▶ WORK REQUEST
Return the lines below exactly as they appear, please, starting with the first and ending with the one that contains "spot the chest pocket".

▶ DATA SHOWN
-=-=-=-=-
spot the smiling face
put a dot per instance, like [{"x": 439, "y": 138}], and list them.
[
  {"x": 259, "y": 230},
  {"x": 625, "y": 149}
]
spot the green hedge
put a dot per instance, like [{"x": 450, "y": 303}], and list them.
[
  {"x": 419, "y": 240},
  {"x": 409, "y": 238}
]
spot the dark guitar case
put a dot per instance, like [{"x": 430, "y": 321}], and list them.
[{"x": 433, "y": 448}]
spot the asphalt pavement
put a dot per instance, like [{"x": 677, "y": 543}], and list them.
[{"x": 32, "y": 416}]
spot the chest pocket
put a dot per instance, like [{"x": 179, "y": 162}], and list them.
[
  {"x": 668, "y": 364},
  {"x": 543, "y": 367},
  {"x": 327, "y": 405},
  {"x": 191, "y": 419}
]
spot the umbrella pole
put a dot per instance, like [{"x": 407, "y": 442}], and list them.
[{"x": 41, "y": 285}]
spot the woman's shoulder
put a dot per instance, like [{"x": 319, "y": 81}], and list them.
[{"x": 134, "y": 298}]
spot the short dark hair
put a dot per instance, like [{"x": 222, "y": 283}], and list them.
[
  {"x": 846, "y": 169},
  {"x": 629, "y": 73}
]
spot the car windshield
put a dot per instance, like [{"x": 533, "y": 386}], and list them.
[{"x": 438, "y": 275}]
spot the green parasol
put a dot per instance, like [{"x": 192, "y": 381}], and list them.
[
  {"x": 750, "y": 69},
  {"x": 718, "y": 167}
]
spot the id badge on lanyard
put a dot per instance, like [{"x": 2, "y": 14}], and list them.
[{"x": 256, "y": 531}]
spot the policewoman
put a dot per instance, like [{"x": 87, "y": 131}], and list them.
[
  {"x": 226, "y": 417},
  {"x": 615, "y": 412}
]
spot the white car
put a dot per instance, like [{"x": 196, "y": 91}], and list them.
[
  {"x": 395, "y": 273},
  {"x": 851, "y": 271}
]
-=-=-=-=-
▶ FINAL ANSWER
spot the smiling face
put a dot per instance, like [{"x": 439, "y": 138}], and list them.
[
  {"x": 259, "y": 230},
  {"x": 625, "y": 149}
]
spot the green hedge
put a dot per instance, like [{"x": 450, "y": 303}], and list them.
[
  {"x": 419, "y": 240},
  {"x": 409, "y": 238}
]
spot the dark guitar case
put a dot per instance, like [{"x": 430, "y": 321}], and list them.
[{"x": 433, "y": 448}]
spot the asphalt pavement
put a dot per instance, like [{"x": 677, "y": 543}], and list them.
[{"x": 32, "y": 416}]
spot the chest pocket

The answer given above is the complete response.